What is required
Pick up the passage on big data in agriculture after its final sentence and continue writing it.

Document segment
######
Big data in agriculture has immensely evolved the traditional agricultural practices [5]. Major sources 
of big data in agriculture include: 

— On-field sensors which provides real time insights about farm (biosensors and weather stations). 

— Airborne sensors, data captured from drones and satellites. 

— Data collected by governmental agencies and third-party organizations such as yearly statistical reports, 
rules and regulations. 

— Data from web available via online repositories, web services, and social media feeds. 

It is evident that the data produced by above-mentioned sources are heterogeneous in nature with 
varied level of volume, velocity and variety. However, efficient storage, processing and analysis of such diverse 
data for extracting valuable information such as precision farming is guaranteed by the big data proponents 
[22]. Big data technologies that can be used for such applications include Hadoop distributed file system 
(HDFS), HBase, Cassandra, Spark, Hive, tensorflow and many others [23].
######
Given data
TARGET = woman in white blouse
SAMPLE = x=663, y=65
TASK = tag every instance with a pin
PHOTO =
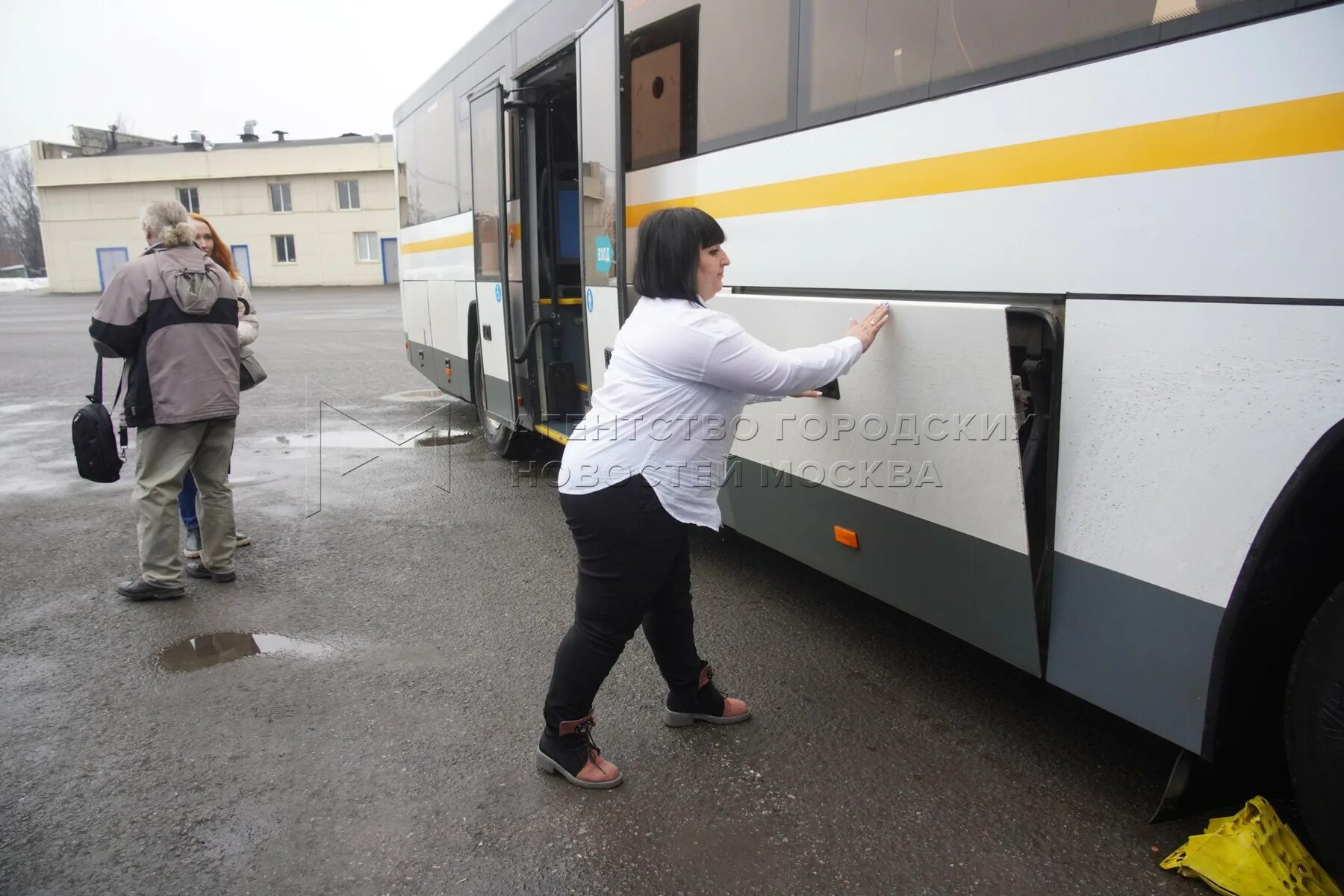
x=645, y=462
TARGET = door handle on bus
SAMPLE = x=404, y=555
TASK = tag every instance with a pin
x=531, y=331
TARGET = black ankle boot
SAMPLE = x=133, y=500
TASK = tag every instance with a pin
x=705, y=704
x=567, y=750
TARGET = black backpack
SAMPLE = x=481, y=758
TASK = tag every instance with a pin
x=96, y=447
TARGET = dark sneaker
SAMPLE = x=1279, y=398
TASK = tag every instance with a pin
x=706, y=704
x=196, y=570
x=141, y=590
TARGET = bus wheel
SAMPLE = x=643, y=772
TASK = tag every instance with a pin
x=497, y=435
x=1315, y=729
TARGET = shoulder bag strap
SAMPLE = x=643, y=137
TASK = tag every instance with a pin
x=97, y=383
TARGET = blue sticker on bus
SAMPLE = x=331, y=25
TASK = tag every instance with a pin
x=604, y=254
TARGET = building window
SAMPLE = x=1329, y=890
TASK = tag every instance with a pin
x=188, y=198
x=280, y=198
x=366, y=246
x=347, y=193
x=284, y=249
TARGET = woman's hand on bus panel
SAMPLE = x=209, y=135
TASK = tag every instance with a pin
x=867, y=329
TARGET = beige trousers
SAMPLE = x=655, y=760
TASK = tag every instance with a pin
x=163, y=455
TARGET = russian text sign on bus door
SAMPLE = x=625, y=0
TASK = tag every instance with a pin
x=601, y=184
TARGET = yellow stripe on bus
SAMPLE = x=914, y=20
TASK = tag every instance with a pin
x=457, y=240
x=1292, y=128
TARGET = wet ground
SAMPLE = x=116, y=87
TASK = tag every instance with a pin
x=356, y=712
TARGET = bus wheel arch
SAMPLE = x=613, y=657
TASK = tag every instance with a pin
x=1313, y=729
x=1290, y=570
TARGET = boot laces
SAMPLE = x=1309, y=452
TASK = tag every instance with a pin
x=585, y=729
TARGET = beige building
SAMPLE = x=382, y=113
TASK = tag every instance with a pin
x=296, y=213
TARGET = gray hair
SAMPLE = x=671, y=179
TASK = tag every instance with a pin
x=167, y=220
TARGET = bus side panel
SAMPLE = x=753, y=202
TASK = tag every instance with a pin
x=437, y=261
x=1180, y=423
x=452, y=371
x=416, y=323
x=918, y=457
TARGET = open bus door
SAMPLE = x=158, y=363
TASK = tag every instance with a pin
x=601, y=187
x=492, y=367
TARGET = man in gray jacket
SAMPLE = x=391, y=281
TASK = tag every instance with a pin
x=172, y=314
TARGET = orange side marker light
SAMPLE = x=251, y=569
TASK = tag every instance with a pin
x=847, y=538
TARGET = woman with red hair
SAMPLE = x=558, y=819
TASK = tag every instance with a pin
x=210, y=243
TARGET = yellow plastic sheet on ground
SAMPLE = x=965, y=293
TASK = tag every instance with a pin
x=1251, y=853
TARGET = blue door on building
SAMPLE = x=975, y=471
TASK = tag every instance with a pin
x=242, y=262
x=109, y=260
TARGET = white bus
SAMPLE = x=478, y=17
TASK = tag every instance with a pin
x=1105, y=437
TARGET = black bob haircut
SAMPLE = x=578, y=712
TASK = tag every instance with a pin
x=670, y=252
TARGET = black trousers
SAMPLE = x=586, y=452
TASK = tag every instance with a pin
x=635, y=568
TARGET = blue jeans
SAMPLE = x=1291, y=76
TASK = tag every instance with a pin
x=187, y=503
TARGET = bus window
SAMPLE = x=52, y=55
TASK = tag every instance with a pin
x=977, y=35
x=856, y=52
x=665, y=74
x=426, y=146
x=744, y=53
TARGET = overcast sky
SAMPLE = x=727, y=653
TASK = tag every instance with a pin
x=312, y=67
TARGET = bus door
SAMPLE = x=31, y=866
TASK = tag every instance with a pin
x=495, y=371
x=601, y=181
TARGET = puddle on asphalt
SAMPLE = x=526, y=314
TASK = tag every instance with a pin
x=444, y=437
x=225, y=647
x=418, y=395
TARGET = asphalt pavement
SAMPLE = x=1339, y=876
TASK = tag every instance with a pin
x=391, y=633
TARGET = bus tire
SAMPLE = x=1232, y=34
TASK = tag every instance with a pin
x=499, y=437
x=1313, y=722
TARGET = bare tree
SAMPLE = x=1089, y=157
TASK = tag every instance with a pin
x=20, y=220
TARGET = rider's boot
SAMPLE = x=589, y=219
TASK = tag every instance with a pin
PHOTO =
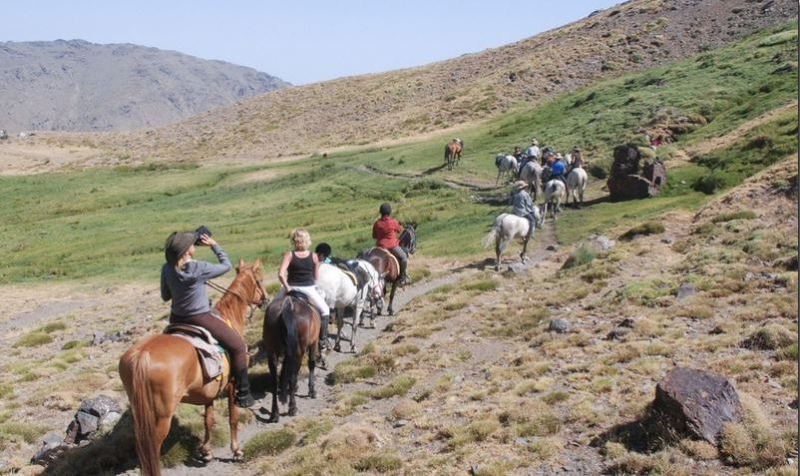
x=243, y=398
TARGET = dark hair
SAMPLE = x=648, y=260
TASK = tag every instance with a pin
x=200, y=231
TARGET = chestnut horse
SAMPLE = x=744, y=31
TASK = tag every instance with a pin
x=387, y=265
x=452, y=153
x=163, y=370
x=291, y=328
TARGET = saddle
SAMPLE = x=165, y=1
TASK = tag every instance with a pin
x=349, y=268
x=395, y=265
x=208, y=348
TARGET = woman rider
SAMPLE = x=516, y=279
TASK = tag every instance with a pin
x=183, y=281
x=299, y=271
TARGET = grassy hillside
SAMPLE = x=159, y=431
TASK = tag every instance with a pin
x=126, y=211
x=466, y=378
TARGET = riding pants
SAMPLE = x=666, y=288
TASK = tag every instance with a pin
x=229, y=338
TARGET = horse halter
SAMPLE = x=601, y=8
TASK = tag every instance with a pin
x=260, y=304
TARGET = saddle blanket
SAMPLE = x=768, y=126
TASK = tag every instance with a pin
x=208, y=348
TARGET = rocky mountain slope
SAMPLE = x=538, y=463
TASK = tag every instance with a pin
x=80, y=86
x=372, y=108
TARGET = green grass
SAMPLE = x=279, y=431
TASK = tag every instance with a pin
x=109, y=224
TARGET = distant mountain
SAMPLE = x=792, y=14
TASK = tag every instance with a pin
x=368, y=109
x=80, y=86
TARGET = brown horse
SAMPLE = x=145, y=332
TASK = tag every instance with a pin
x=163, y=370
x=452, y=153
x=387, y=265
x=291, y=328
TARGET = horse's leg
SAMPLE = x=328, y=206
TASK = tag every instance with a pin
x=206, y=452
x=233, y=424
x=339, y=324
x=293, y=378
x=272, y=362
x=312, y=392
x=498, y=250
x=391, y=297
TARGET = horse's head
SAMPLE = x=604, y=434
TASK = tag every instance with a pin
x=408, y=238
x=251, y=278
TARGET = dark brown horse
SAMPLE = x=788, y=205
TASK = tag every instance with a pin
x=163, y=370
x=291, y=328
x=387, y=265
x=452, y=153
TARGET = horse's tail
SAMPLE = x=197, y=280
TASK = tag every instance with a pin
x=491, y=237
x=143, y=410
x=291, y=362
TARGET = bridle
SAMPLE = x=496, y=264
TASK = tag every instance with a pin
x=262, y=301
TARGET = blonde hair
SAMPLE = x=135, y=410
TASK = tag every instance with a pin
x=300, y=239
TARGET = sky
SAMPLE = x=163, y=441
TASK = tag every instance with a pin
x=300, y=41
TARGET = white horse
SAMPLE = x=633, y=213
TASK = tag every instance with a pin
x=576, y=184
x=554, y=193
x=343, y=291
x=508, y=226
x=532, y=174
x=506, y=166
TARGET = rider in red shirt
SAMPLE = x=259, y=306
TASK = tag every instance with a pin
x=385, y=230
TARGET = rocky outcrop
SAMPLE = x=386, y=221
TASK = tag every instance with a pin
x=627, y=181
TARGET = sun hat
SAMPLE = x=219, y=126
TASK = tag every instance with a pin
x=177, y=244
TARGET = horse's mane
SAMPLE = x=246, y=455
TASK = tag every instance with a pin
x=231, y=303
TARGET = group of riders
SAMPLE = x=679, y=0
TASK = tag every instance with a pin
x=183, y=282
x=554, y=166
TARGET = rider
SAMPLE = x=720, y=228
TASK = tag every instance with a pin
x=577, y=160
x=557, y=167
x=522, y=205
x=323, y=252
x=299, y=271
x=182, y=281
x=384, y=231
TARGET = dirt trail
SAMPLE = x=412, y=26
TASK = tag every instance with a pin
x=541, y=249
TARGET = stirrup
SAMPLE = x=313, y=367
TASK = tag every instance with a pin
x=244, y=399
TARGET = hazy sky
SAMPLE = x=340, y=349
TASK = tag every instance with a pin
x=299, y=41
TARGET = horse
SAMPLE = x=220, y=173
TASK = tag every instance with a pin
x=532, y=174
x=452, y=153
x=387, y=265
x=291, y=328
x=576, y=185
x=506, y=166
x=507, y=227
x=163, y=370
x=341, y=293
x=554, y=192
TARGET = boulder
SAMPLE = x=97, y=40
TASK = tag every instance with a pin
x=697, y=402
x=627, y=182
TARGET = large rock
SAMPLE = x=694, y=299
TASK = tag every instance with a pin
x=627, y=182
x=697, y=402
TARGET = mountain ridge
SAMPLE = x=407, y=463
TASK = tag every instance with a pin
x=76, y=85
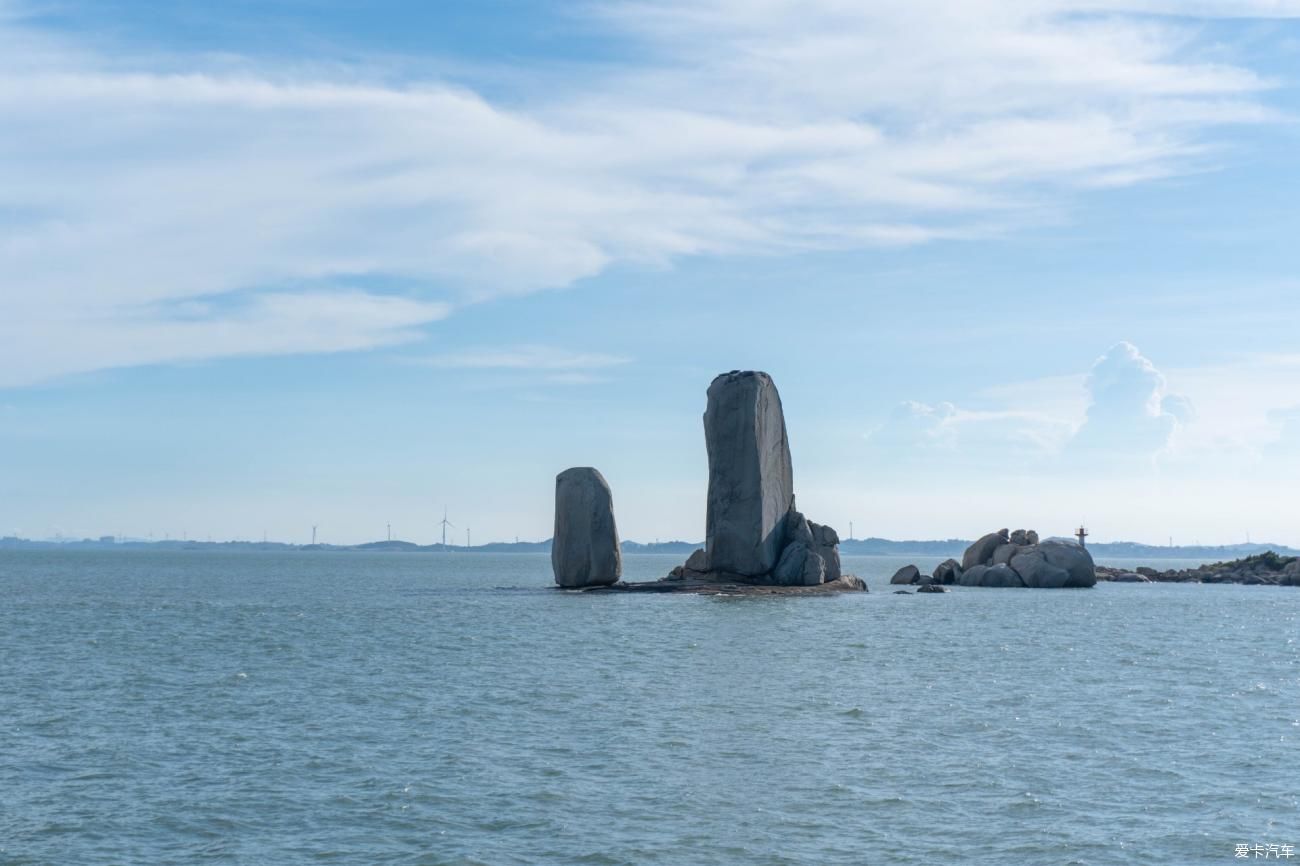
######
Solved exercise
Indonesian J Elec Eng & Comp Sci, Vol. 29, No. 3, March 2023: 1597-1605 


Indonesian J Elec Eng & Comp Sci ISSN: 2502-4752 O 1599 


3. RELATED WORK 

Climate change and growing population are turned out as serious threats to food security and major 
challenges for agriculture [24]. The total agricultural land utilized for food production has experienced a decline 
and with time the gap between demand and supply has become more significant [25]. To meet this rising 
demand, farmers need to produce approximately 70% more food by 2050, according to the UN food and 
agriculture organization (FAO) [26]. Consequently, the agriculture industry adopted technological trends and 
transformed into smart agriculture. Smart agriculture comprises of IoT, cloud computing, big data, and artificial 
intelligence improves crop yield, reduces waste, and optimizes supply chains [27].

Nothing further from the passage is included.